_TO DO_
Copy the data exactly, pictures aside.

_AVAILABLE DATA_
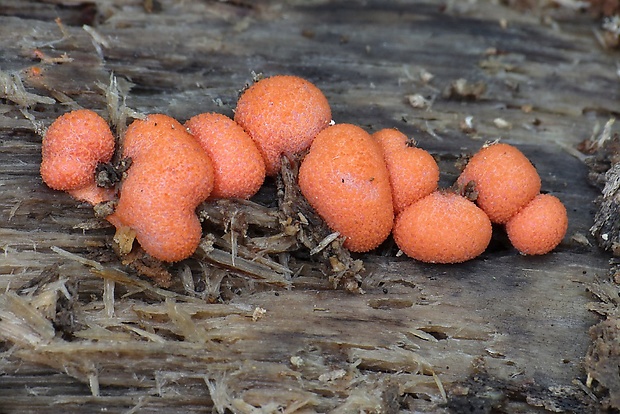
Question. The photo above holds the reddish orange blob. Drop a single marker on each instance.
(539, 227)
(413, 172)
(282, 114)
(169, 176)
(238, 165)
(345, 179)
(442, 228)
(504, 178)
(72, 147)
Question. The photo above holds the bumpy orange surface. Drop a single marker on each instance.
(413, 172)
(539, 227)
(345, 179)
(504, 179)
(282, 114)
(238, 165)
(442, 228)
(72, 147)
(169, 176)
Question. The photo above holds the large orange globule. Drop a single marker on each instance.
(345, 179)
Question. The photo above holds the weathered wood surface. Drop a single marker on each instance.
(504, 331)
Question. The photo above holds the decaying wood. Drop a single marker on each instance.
(252, 323)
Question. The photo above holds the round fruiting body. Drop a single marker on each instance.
(237, 163)
(72, 147)
(345, 179)
(169, 176)
(282, 114)
(504, 180)
(413, 171)
(538, 227)
(442, 228)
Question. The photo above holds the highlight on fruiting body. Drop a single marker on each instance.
(345, 179)
(538, 227)
(413, 171)
(443, 227)
(282, 114)
(239, 169)
(169, 176)
(72, 147)
(504, 180)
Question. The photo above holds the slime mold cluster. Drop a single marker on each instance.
(365, 187)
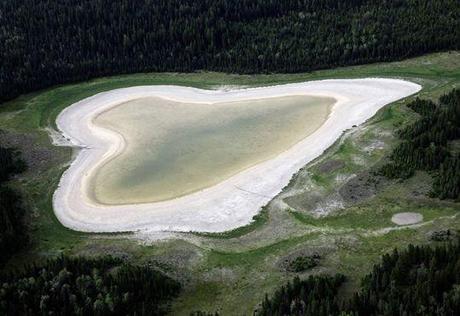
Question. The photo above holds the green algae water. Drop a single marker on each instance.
(173, 148)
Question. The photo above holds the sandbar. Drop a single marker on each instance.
(227, 204)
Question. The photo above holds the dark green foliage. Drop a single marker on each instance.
(49, 42)
(10, 164)
(79, 286)
(425, 145)
(313, 296)
(420, 280)
(417, 281)
(303, 263)
(13, 232)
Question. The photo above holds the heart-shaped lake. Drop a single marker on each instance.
(172, 148)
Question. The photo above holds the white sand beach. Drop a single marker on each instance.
(227, 204)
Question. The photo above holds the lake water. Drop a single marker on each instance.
(173, 148)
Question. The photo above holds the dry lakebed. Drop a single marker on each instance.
(171, 158)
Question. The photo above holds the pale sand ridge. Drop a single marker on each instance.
(232, 202)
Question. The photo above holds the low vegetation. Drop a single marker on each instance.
(303, 263)
(229, 273)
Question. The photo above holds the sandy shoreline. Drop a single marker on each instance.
(173, 149)
(229, 204)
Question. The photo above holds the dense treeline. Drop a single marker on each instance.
(79, 286)
(13, 232)
(316, 295)
(418, 281)
(44, 43)
(429, 144)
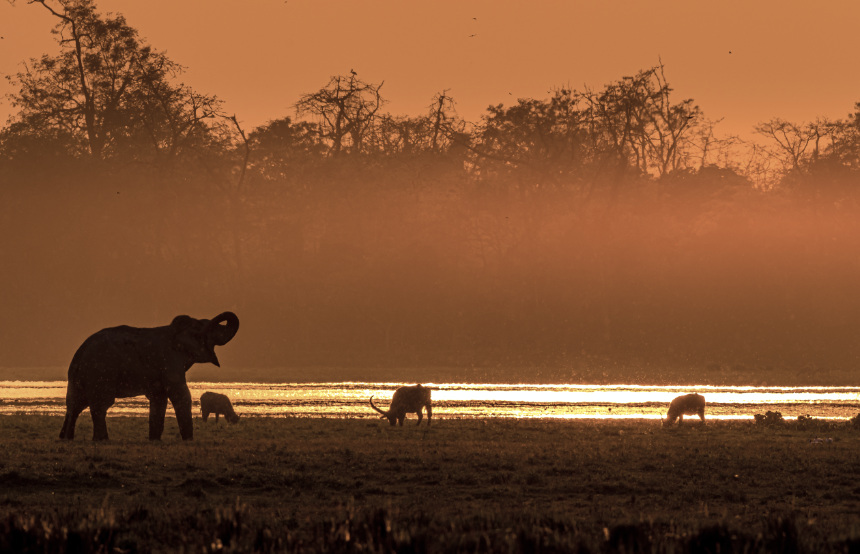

_ANSWER SPACE_
Question. The photo above holds the reddish orange blob. Drop a single marker on each instance.
(539, 227)
(413, 172)
(282, 114)
(169, 176)
(238, 165)
(345, 179)
(442, 228)
(504, 178)
(72, 147)
Question. The photo above holds the bumpy orange surface. Drop a single marker on each instance.
(413, 172)
(539, 227)
(345, 179)
(504, 179)
(282, 114)
(238, 165)
(442, 228)
(72, 147)
(169, 176)
Question. The photo above holds the large orange globule. Drop a single marker on each instance.
(345, 179)
Question. The photo above holds the weathered wood surface. Drop a single marker on each instance.
(504, 331)
Question. The photo above holds the decaying wood. Drop a single marker on each instance.
(252, 323)
Question. The photo above holds the round fruiting body. Drop a single marker on each instance.
(237, 163)
(72, 147)
(345, 179)
(169, 176)
(282, 114)
(504, 180)
(413, 171)
(538, 227)
(442, 228)
Question. The photo above holds the highlight on fruiting body. Drop a single marker on each instance.
(345, 179)
(538, 227)
(413, 171)
(443, 227)
(282, 114)
(239, 169)
(169, 176)
(72, 147)
(504, 180)
Question. The photo above holds the slime mold cluster. Drop a single marker on each instance.
(365, 187)
Question. The photo above holds the green algae water. Drop a single marker on each instance.
(173, 148)
Question. The photo above holds the sandbar. Drop a single marker on each instance.
(227, 204)
Question. The photo above holds the dark green foliage. Drop a single marker on each instance.
(49, 42)
(10, 164)
(79, 286)
(425, 145)
(313, 296)
(420, 280)
(417, 281)
(303, 263)
(13, 232)
Question. The photo above holds the heart-shaped lake. Drop a single marker on each instance.
(172, 148)
Question. The photo above holds the white sand beach. Drop a single marker on each instance.
(227, 204)
Question. The photo above holds the lake water. Drop a single marker on each instance.
(173, 148)
Question. The photo above holds the dry lakebed. Drop a single marker on each instance.
(171, 158)
Question. The photo above holds the pale sand ridge. Drop a single marker on each instance.
(232, 202)
Question. The photo above holds the low vegetation. Drop a single marker on each instance.
(303, 263)
(229, 273)
Question. The photo above holds the sandy shoreline. Drop a single marker on each instance.
(173, 149)
(229, 204)
Question. The photo above holds the dense treeline. Drop a single marker on each instance.
(79, 286)
(13, 232)
(316, 295)
(418, 281)
(44, 43)
(429, 144)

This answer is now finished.